Copy out word for word the stretch of the records from the line containing "Task: point: the bird's neck" through the end of the records.

## begin

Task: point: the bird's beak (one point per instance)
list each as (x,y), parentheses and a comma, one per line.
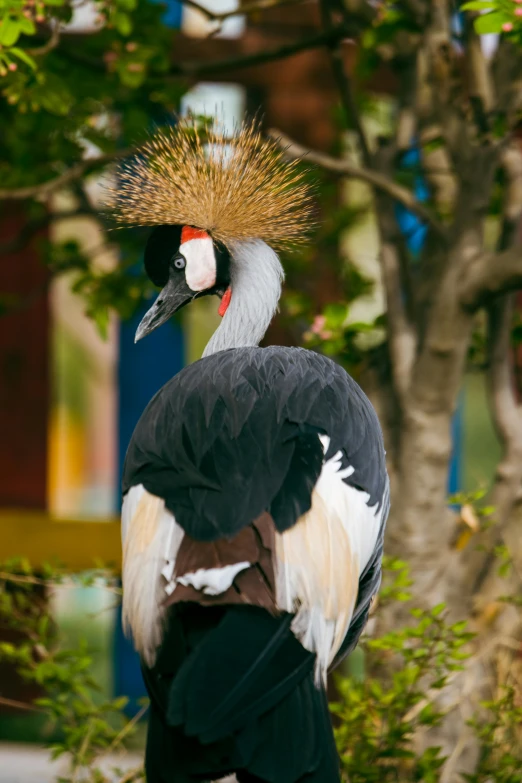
(172,298)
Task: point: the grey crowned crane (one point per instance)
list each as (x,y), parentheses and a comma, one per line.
(255,491)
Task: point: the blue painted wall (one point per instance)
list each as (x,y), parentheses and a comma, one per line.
(143,369)
(415,232)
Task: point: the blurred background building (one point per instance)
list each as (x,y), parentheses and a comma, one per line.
(70,400)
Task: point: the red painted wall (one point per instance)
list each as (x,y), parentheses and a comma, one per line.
(24,386)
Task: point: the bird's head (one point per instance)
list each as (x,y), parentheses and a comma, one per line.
(221,206)
(186,263)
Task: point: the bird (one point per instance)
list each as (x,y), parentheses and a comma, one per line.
(255,490)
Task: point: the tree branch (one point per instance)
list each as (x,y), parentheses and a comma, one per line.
(74,173)
(403,341)
(243,9)
(507,419)
(344,84)
(198,68)
(47,47)
(505,412)
(492,274)
(344,168)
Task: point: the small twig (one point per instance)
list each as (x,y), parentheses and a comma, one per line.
(75,172)
(132,775)
(344,84)
(243,9)
(126,730)
(344,168)
(197,69)
(47,47)
(19,705)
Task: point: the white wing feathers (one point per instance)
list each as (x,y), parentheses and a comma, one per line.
(319,561)
(150,539)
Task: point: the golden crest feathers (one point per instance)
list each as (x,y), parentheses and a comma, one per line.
(236,188)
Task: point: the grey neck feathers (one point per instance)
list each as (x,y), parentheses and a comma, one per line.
(256,278)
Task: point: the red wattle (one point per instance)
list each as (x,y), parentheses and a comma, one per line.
(225,301)
(189,232)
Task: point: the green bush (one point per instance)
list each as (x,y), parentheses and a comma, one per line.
(377,714)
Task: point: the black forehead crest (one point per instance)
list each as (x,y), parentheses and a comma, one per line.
(161,245)
(164,242)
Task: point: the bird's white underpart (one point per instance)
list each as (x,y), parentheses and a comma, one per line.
(318,563)
(213,581)
(150,540)
(320,559)
(256,279)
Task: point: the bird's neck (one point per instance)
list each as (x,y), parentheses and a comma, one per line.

## end

Task result -
Task: point: the bird's neck (one point per instance)
list each as (x,y), parentheses and a comma, one per line.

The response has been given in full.